- **Görev**:
Atatürk ile İnönü'nün bir kuruşluk hesap farkı üzerine konuşmasını aktaran metni son cümlesinden sonra sürdürün.

- **Alıntı**:
Son dönemde öyle sıkıntılı süreçlerden geçiyoruz ki ekonomik olarak bu hesap verme süreci baya bizi etkiledi.

Ben tam da bu dönemde hesapta kitapta ne kadar önemli olunduğunu anlatmak istiyorum. İşte o 1 kuruşluk hesaplardan birisi şöyle geçiyor; ‘’Kahveden sonra Atatürk soruyor: - Hayrola İsmet?.. Sende bir fevkaladelik var bugün... Ne oldu?.. Neye sinirlendin?
- Türk Hava Kurumu'nun toplantısı vardı da...
- Eee, ne olmuş varsa?
- Fuat beyi (THK Başkanı) epey terlettim... İstifaya falan kalktı.
- Çalışkan çocuktur Fuat... Kurumu da iyi yönetiyor.
- Bunlara bir diyeceğim yok... Fakat canımı sıkan bir şey oldu.
- Neymiş o?
- Hesaplarda bir kuruş oynuyor.
- Bir kuruş.
*İnönü:
- Daha önceki toplantıda dikkatimi çekmişti... Bu bir kuruşun nereye gittiğini öğrensinler diye talimat vermiştim. Bulamamışlar... Fuat beyin hassasiyetini anlıyorum... Ama milletimiz ondan daha hassastır... Verdiği paranın nereye gittiğini mutlaka bilmek ister... İstifa bu gibi hallerde en kolay çıkar yoldur... Ama kimseyi rahatlatmaz... Hatta söylentilere bile sebep olur.

Veri kümesi kayıtları
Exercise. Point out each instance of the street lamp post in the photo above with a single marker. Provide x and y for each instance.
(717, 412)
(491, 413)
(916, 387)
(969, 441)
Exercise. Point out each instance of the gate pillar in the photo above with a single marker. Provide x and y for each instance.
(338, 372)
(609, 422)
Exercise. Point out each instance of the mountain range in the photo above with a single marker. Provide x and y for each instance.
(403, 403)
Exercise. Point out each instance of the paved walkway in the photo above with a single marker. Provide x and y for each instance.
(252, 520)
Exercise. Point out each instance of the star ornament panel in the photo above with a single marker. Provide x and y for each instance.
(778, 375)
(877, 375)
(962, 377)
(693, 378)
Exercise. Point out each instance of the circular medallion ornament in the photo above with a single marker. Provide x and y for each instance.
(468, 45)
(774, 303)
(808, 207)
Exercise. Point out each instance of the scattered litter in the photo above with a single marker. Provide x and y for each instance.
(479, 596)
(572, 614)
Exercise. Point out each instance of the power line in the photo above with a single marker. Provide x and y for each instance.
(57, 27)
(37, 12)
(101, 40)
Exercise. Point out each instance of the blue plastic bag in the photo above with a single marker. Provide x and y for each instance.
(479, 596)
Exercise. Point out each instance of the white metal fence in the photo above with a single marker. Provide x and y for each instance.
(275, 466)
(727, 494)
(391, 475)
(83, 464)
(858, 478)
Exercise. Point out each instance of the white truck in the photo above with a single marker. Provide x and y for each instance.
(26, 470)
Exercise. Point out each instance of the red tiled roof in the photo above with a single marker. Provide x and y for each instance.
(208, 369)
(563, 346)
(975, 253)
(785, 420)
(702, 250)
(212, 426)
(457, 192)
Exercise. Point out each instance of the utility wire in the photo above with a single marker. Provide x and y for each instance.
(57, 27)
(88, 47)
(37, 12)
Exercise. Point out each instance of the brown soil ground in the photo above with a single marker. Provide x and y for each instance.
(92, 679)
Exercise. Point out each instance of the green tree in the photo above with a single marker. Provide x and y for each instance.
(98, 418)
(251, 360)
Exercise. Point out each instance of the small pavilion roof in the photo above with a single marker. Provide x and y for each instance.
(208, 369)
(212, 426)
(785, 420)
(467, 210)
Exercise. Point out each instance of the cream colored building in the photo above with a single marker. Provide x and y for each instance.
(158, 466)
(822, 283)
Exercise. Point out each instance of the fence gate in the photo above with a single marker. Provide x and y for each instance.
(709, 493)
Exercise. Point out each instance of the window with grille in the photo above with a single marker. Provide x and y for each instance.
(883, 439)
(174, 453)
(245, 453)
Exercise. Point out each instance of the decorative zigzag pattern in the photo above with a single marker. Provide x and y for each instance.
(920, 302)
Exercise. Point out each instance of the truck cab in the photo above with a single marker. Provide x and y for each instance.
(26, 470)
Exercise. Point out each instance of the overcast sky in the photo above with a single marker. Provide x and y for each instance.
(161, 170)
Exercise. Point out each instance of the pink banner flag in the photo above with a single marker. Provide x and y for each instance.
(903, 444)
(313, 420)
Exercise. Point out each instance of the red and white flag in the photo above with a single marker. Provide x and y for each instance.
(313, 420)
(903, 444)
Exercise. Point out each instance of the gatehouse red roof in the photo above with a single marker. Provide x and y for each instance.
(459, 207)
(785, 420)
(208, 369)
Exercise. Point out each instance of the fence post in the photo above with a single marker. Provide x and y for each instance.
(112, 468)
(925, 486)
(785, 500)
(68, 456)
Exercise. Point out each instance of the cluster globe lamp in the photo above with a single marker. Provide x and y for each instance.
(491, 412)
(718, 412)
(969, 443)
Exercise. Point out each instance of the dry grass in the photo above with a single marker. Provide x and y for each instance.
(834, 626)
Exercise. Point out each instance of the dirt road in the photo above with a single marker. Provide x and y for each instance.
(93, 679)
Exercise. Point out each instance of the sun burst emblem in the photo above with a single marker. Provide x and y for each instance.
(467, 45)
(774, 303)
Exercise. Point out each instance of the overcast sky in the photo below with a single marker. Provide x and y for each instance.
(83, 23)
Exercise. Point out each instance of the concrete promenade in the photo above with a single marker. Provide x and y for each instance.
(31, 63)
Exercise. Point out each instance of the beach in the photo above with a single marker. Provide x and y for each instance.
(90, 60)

- **Beklenen cevap**:
Atatürk:
- Demek mesele bu... Bir kuruşun hesabı seni bu kadar üzdü... Haklısın... Kırk para (bir kuruş) günün birinde 40 lira, 40 lira da 400 lira olur... Bu da giderek büyür halkın ağzında... Cumhuriyet'i kurarken böyle bir kuruşlara çok ihtiyacımız oldu.. Peki ne yaptın sonunda?
İnönü:
- Memurları seferber ettim... Ve bir kuruşun yanlışlıkla başka bir hesaba geçirildiğini bulup, çıkarttırdım... Bizim milletimiz cömerttir, elindekini, avucundakini verir... Ama verdiğinin doğru, dürüst yerlere harcandığını görmek ister... Buna inanmak bilmek ister.
Kaynak; Sabiha Gökçen anılarından.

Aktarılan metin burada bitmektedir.